Report each line of the data below that contains the word "this", copying every such line in full.

Collected data entries:
>>>>

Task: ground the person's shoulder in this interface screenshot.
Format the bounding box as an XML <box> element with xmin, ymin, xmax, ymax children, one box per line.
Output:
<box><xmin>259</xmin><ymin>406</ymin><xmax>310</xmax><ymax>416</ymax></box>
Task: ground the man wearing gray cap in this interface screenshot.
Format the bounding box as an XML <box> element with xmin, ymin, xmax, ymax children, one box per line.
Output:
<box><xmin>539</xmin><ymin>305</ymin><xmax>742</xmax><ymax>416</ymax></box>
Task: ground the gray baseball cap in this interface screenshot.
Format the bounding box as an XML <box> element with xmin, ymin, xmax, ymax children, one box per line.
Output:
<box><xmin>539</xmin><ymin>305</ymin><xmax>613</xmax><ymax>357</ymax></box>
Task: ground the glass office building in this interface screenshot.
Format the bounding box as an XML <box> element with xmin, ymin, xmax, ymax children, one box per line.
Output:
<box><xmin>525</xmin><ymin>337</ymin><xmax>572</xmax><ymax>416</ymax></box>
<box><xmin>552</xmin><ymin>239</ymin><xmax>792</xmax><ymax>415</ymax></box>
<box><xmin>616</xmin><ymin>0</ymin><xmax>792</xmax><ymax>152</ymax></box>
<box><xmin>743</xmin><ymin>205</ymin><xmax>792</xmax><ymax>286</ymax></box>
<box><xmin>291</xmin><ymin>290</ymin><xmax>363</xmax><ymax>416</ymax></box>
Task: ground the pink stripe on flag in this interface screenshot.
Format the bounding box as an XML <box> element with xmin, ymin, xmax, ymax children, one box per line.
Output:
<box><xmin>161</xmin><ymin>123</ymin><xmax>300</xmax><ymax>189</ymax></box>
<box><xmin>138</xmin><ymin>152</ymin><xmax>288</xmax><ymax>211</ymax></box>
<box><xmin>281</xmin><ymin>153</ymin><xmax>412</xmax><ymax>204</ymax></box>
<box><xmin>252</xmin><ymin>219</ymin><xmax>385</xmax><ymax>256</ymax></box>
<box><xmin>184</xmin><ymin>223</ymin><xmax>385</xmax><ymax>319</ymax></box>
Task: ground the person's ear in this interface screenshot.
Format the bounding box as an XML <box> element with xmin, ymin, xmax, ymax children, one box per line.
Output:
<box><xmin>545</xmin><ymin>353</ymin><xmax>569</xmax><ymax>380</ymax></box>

<<<<

Answer:
Task: ground the person's shoulder in this interface screenshot.
Task: ground the man wearing gray cap in this interface screenshot.
Task: ground the gray baseball cap in this interface screenshot.
Task: ground the glass office building in this interface screenshot.
Task: ground the pink stripe on flag in this interface screenshot.
Task: ground the person's ear in this interface screenshot.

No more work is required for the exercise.